• _练习任务_:
- A) 请列出 MInference 介绍文章的英文摘要中用于评估的全部模型名称。
- B) 把 MInference 介绍文章中从"由于模式2和3均引入了额外的"到"mask后,使用对应的sparse attention kernel便可以进行加速。"的这段文字原样抄写下来。
- C) 根据 MInference 介绍文章,在单块 A100 GPU 上,一个 8B 的大语言模型处理 1M token 的提示需要多长时间?

MInference 1.0: Accelerating Pre-filling for Long-Context LLMs via Dynamic Sparse Attention
Abstract
The computational challenges of Large Language Model (LLM) inference remain a significant barrier to their widespread deployment, especially as prompt lengths continue to increase. Due to the quadratic complexity of the attention computation, it takes 30 minutes for an 8B LLM to process a prompt of 1M tokens (i.e., the pre-filling stage) on a single A100 GPU. Existing methods for speeding up prefilling often fail to maintain acceptable accuracy or efficiency when applied to long-context LLMs. To address this gap, we introduce MInference (Milliontokens Inference), a sparse calculation method designed to accelerate pre-filling of long-sequence processing. Specifically, we identify three unique patterns in long-context attention matrices-the A-shape, Vertical-Slash, and Block-Sparsethat can be leveraged for efficient sparse computation on GPUs. We determine the optimal pattern for each attention head offline and dynamically build sparse indices based on the assigned pattern during inference. With the pattern and sparse indices, we perform efficient sparse attention calculations via our optimized GPU kernels to significantly reduce the latency in the pre-filling stage of long-context LLMs. Our proposed technique can be directly applied to existing LLMs without any modifications to the pre-training setup or additional fine-tuning. By evaluating on a wide range of downstream tasks, including InfiniteBench, RULER, PG-19, and Needle In A Haystack, and models including LLaMA-3-1M, GLM4-1M, Yi-200K, Phi-3-128K, and Qwen2-128K, we demonstrate that MInference effectively reduces inference latency by up to 10x for pre-filling on an A100, while maintaining accuracy. Our code is available at https://aka.ms/MInference.
MInference 针对prefill阶段 long-context场景,利用attention的运算动态稀疏行进行加速。
论文中将attention 中sparse的稀疏分为三种模式:
1. A-shape的模式,只保留最开始几列和最近的几列运算,因此也是静态的sparse,直接可以减少运算开销;
2. Vertial-slash 模式,如名称含义一样,竖着保留几列,斜着保留几列,同时sparse index需要根据输入来动态的生成,也可以减少运算;
3. Block-sparse模式,按照block粒度来选择一部分block进行稀疏运算;
加速实现: attention一般有多个head,文中首先使用一小部分sample 来对attention head进行评估,确定每个head选择三种稀疏模式的其中一种;
其次,对应三种稀疏模式的加速实现 1. A-shape模式,由于是静态的sparse,所以加速实现比较直接; 2. Vertial-slash 模式,需要动态的决定保留的index,会有额外的评估的开销,sparse加速部分需要实现对应attention kernel进行加速; 3. Block-sparse模式,同样需要动态决定保留的block index,会引入额外的评估开销,同时sparse加速也需要对应的attention kernel。
由于模式2和3均引入了额外的runtime的评估开销,这部分开销要尽可能高效,设计如下:
- Vertial-slash 模式的评估开销主要为最后一行Q涉及的运算
- Block-sparse模式的评估开销主要为Pool之后的缩小后的QK涉及的运算 可以发现,这部分评估开销相较于dense attention运算是非常小的,当获取到当前的动态sparse mask后,使用对应的sparse attention kernel便可以进行加速。
实验部分: 精度结果: 由于加速来源于跳过了一部分运算,且评估跳过的位置可能会存在与实际稀疏位置有偏差的情况,所以模型的精度会受到一定的影响,文中使用InfiniteBench进行了对比,可以发现精度相较于baseline确实有一些波动,但是平均正确率没有下降,这也证明了方法的鲁棒性。
加速结果: 可以看到随着context size提升,最高能有10倍的加速。

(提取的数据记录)
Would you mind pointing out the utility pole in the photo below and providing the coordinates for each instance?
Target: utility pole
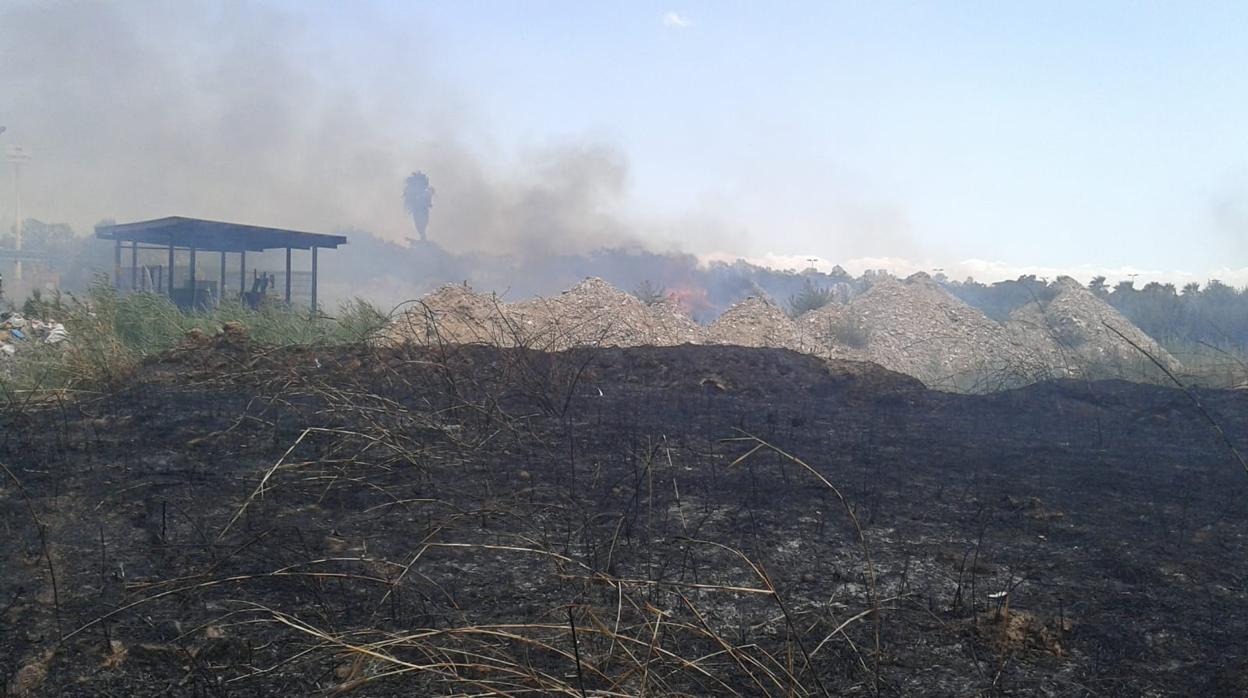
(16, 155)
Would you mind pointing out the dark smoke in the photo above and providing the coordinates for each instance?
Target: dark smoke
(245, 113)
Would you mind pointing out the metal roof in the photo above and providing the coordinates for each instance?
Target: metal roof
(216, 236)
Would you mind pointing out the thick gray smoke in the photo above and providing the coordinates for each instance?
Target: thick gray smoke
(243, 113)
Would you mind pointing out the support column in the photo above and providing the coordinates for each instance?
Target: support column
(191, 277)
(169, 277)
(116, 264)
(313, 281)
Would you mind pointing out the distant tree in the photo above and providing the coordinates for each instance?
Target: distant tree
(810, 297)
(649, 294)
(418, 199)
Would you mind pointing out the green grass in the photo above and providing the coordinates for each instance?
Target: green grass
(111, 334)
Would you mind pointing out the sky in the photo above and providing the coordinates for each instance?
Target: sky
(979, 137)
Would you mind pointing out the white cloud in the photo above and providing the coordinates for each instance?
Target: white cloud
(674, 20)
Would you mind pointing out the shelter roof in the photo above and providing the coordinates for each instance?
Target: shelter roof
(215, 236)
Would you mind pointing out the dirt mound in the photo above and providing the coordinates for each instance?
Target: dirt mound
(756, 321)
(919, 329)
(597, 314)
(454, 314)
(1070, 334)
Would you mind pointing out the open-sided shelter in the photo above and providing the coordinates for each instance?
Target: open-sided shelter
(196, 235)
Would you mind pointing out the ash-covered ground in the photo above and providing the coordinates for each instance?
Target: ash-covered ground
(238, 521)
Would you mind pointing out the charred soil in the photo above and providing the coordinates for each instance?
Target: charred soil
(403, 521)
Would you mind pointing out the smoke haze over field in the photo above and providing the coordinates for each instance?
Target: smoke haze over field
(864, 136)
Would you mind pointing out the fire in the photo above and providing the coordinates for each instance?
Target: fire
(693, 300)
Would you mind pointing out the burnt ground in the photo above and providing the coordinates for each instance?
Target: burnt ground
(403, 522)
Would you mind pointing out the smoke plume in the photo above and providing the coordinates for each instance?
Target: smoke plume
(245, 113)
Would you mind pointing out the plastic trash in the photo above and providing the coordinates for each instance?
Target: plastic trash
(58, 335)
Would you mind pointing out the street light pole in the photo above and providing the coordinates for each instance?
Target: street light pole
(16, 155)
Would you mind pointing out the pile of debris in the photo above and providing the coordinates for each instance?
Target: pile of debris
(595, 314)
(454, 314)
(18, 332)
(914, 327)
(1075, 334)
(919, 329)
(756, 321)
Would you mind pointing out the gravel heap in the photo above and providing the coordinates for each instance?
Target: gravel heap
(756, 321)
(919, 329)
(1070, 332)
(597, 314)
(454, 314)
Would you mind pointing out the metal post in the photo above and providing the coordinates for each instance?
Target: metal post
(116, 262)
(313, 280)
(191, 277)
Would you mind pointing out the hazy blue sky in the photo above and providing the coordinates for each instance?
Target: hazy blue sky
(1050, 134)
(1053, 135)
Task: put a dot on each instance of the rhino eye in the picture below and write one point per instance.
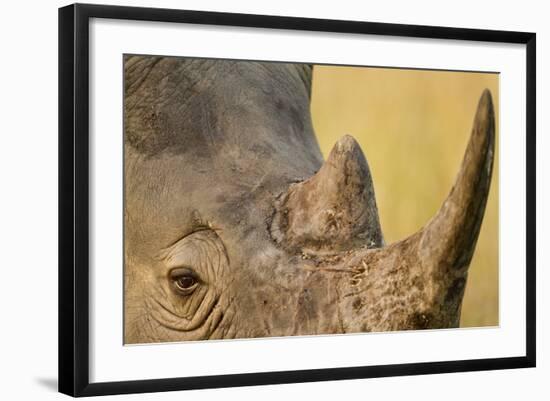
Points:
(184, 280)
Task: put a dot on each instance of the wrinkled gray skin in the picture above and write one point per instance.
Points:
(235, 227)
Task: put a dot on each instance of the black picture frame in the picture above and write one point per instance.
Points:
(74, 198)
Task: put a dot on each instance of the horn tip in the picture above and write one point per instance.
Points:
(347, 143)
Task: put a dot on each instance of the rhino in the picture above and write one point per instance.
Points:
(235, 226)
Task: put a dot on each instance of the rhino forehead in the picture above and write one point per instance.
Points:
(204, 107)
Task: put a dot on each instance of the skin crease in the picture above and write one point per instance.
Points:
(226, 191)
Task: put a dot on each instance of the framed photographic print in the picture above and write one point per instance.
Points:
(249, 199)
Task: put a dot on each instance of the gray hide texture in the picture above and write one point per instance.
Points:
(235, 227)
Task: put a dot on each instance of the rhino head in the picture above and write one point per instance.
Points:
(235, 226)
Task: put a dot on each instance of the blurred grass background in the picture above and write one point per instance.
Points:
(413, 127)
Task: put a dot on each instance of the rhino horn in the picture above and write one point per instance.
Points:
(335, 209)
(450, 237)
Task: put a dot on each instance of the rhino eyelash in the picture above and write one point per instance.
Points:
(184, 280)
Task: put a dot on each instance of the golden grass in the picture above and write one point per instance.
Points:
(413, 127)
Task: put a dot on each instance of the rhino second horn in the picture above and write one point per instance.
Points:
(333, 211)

==

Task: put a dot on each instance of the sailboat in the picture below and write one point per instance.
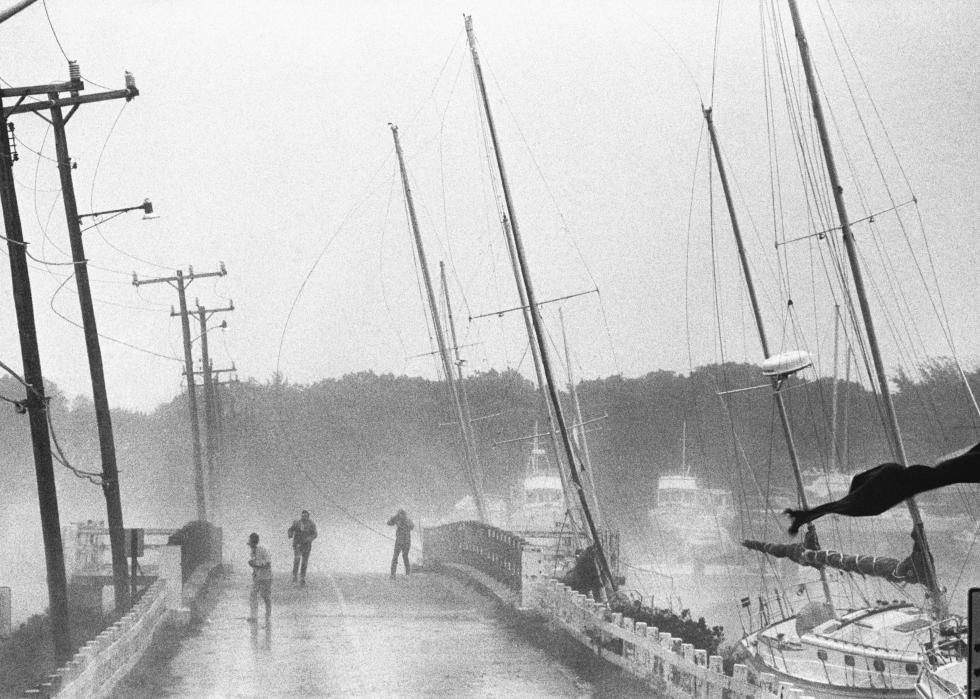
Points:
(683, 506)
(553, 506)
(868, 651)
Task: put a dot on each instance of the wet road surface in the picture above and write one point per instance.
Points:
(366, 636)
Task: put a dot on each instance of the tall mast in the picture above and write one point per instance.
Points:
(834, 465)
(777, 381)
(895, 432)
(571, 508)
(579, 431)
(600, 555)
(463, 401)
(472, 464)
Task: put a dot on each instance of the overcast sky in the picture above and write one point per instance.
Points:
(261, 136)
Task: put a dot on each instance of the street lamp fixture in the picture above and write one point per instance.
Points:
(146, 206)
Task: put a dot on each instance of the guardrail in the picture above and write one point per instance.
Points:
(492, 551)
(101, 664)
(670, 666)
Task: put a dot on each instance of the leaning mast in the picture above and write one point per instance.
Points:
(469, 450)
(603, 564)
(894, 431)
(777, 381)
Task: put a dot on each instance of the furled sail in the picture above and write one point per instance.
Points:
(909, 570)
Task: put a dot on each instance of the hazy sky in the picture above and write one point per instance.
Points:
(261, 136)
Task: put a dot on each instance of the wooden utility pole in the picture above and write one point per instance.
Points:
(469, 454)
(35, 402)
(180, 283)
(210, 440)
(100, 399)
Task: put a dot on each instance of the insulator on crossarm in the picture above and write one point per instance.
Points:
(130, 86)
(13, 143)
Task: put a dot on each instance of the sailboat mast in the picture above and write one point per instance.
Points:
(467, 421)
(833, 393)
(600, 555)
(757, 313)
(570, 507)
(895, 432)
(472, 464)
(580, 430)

• _各题答案_:
- A) LLaMA-3-1M、GLM4-1M、Yi-200K、Phi-3-128K、Qwen2-128K

- B)
由于模式2和3均引入了额外的runtime的评估开销,这部分开销要尽可能高效,设计如下:
- Vertial-slash 模式的评估开销主要为最后一行Q涉及的运算
- Block-sparse模式的评估开销主要为Pool之后的缩小后的QK涉及的运算 可以发现,这部分评估开销相较于dense attention运算是非常小的,当获取到当前的动态sparse mask后,使用对应的sparse attention kernel便可以进行加速。

- C) 需要 30 分钟。